Given problem
Copy out, word for word, everything in the material below from the line containing "Locate a point on each instance of the red knee" down to the end of the material, with no other lines.

Stored data
········
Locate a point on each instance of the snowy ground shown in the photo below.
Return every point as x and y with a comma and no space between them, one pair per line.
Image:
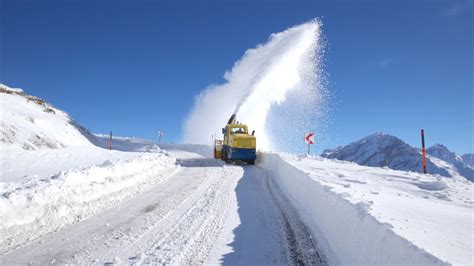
203,213
179,207
356,210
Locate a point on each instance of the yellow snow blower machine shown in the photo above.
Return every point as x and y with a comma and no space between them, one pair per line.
238,144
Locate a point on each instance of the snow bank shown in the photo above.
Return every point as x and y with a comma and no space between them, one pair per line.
29,123
38,206
206,151
349,233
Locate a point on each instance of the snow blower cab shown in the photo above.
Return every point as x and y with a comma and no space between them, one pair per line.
238,144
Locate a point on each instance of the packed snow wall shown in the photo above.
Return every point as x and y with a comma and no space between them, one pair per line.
277,89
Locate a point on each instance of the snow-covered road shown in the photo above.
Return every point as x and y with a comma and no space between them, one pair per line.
207,212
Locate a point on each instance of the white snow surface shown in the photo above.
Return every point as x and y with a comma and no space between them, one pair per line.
379,216
29,123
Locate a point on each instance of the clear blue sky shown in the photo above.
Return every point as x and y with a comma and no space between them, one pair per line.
135,66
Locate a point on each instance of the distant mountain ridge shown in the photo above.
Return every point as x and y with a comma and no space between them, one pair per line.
380,150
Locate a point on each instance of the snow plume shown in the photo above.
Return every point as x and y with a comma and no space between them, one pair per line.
277,89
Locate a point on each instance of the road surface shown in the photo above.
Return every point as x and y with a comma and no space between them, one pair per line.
206,213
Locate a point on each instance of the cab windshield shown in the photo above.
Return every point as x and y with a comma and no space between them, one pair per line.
238,130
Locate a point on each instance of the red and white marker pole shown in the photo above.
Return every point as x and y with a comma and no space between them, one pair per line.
309,138
423,150
160,133
110,141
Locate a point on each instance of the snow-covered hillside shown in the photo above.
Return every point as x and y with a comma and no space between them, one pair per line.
54,173
29,123
38,140
382,150
466,169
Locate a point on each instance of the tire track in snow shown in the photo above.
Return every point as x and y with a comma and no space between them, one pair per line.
302,247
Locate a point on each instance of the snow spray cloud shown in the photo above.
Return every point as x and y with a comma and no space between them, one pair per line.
277,89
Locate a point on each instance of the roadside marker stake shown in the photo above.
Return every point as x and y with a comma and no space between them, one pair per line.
309,138
110,141
423,150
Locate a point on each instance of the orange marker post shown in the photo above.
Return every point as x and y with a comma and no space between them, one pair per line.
423,150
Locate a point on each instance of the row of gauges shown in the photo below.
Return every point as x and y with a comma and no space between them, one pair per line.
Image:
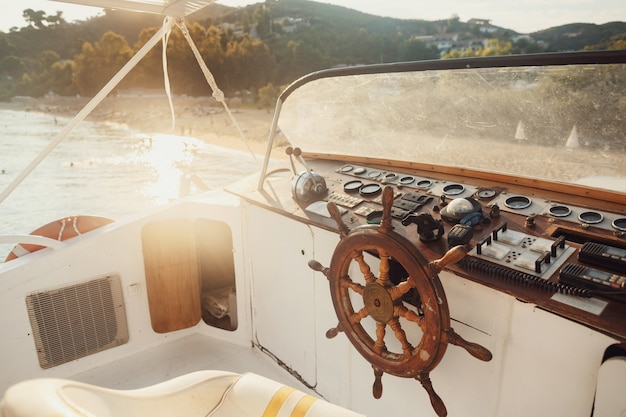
524,205
385,177
515,203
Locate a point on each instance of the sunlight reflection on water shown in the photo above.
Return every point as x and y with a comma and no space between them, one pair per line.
101,169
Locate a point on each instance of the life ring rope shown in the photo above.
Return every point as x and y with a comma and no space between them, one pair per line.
61,229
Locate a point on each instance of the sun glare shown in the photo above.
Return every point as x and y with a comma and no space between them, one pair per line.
166,156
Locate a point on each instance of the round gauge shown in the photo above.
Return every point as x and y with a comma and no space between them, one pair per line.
486,194
424,183
390,176
590,217
619,224
352,186
453,189
375,217
560,211
369,190
517,202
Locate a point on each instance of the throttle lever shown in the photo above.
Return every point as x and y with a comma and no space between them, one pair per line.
429,229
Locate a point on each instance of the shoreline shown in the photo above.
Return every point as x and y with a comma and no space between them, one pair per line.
200,117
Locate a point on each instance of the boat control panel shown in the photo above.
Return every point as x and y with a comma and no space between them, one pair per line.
567,257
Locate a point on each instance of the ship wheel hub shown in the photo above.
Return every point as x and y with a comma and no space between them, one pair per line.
378,302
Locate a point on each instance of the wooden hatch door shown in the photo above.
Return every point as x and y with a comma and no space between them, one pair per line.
172,275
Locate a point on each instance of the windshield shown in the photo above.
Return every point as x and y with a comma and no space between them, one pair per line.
562,123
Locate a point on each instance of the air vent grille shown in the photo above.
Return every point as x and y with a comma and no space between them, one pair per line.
76,321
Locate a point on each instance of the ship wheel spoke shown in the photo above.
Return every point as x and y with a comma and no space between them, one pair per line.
407,348
401,311
383,269
379,346
363,266
358,316
346,282
399,290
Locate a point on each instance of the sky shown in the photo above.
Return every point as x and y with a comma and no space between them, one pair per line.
522,16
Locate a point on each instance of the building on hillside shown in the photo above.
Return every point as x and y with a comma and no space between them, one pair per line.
484,25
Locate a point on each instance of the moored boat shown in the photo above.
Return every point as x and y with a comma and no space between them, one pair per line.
406,217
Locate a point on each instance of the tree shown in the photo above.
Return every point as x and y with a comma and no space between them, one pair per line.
263,21
12,66
245,21
97,63
35,19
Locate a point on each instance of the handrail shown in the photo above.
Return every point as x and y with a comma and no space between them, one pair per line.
32,240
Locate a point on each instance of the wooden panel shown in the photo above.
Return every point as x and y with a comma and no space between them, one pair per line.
172,275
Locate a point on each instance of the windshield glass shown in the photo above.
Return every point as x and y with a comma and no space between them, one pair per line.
563,123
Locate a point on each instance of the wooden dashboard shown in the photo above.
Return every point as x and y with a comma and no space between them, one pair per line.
520,233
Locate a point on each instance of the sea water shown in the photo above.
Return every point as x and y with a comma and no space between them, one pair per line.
101,169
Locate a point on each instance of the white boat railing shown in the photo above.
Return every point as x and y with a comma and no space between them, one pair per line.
32,240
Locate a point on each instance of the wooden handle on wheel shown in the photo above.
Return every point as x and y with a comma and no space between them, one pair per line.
452,256
474,349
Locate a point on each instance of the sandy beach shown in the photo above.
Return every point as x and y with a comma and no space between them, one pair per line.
200,117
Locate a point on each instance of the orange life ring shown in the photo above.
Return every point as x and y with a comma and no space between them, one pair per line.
61,229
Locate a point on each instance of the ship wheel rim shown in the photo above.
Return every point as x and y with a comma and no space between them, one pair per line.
431,348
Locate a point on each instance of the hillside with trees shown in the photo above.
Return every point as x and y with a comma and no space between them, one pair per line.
253,49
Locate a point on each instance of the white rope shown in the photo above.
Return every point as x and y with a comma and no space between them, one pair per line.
217,93
166,77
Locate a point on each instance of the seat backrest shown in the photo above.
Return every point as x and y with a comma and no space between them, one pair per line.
255,396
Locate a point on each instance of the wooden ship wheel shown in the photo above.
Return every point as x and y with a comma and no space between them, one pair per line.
371,307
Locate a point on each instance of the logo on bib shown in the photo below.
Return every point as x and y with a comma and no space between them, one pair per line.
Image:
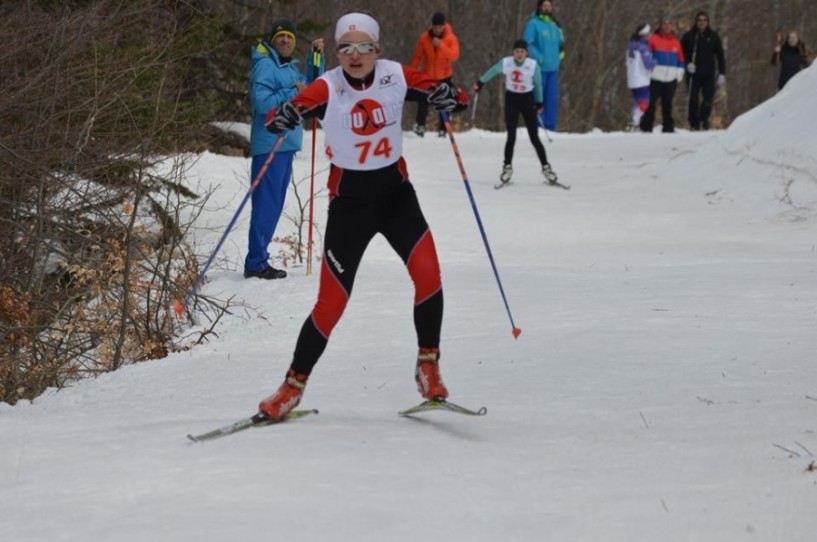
368,117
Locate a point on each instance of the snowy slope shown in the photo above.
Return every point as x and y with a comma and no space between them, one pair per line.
664,386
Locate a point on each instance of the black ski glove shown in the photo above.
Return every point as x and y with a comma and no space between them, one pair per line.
444,98
283,119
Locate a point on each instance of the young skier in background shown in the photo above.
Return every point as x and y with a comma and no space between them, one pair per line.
523,95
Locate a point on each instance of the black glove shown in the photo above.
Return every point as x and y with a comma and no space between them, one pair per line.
444,98
285,118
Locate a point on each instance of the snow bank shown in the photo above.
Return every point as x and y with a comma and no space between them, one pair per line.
782,130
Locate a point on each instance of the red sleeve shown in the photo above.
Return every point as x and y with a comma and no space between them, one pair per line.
311,101
418,80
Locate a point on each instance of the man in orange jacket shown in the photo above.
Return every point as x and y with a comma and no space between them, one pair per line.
437,49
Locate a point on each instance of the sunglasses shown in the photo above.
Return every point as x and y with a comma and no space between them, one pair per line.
363,48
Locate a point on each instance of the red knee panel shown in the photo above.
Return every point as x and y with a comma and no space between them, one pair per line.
332,300
424,269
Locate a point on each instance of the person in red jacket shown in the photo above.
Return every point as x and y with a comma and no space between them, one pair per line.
667,73
360,106
436,51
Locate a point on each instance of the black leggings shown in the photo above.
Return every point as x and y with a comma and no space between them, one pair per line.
········
Answer
Locate a point on each instance of the red knee panel shown in the photo above.
Return every point as x and y with a comma and no space between them, one pair per line.
332,300
424,269
Locate a point on each instance of the person in red jacket shown in the photo above.
Return every point as x and y with a comma and no space between them, one pair per line.
667,73
360,106
436,51
Locate a point on each instance of the black leggings shown in the photo above.
Return every point as x and y with a comma and no space between them, one pair per line.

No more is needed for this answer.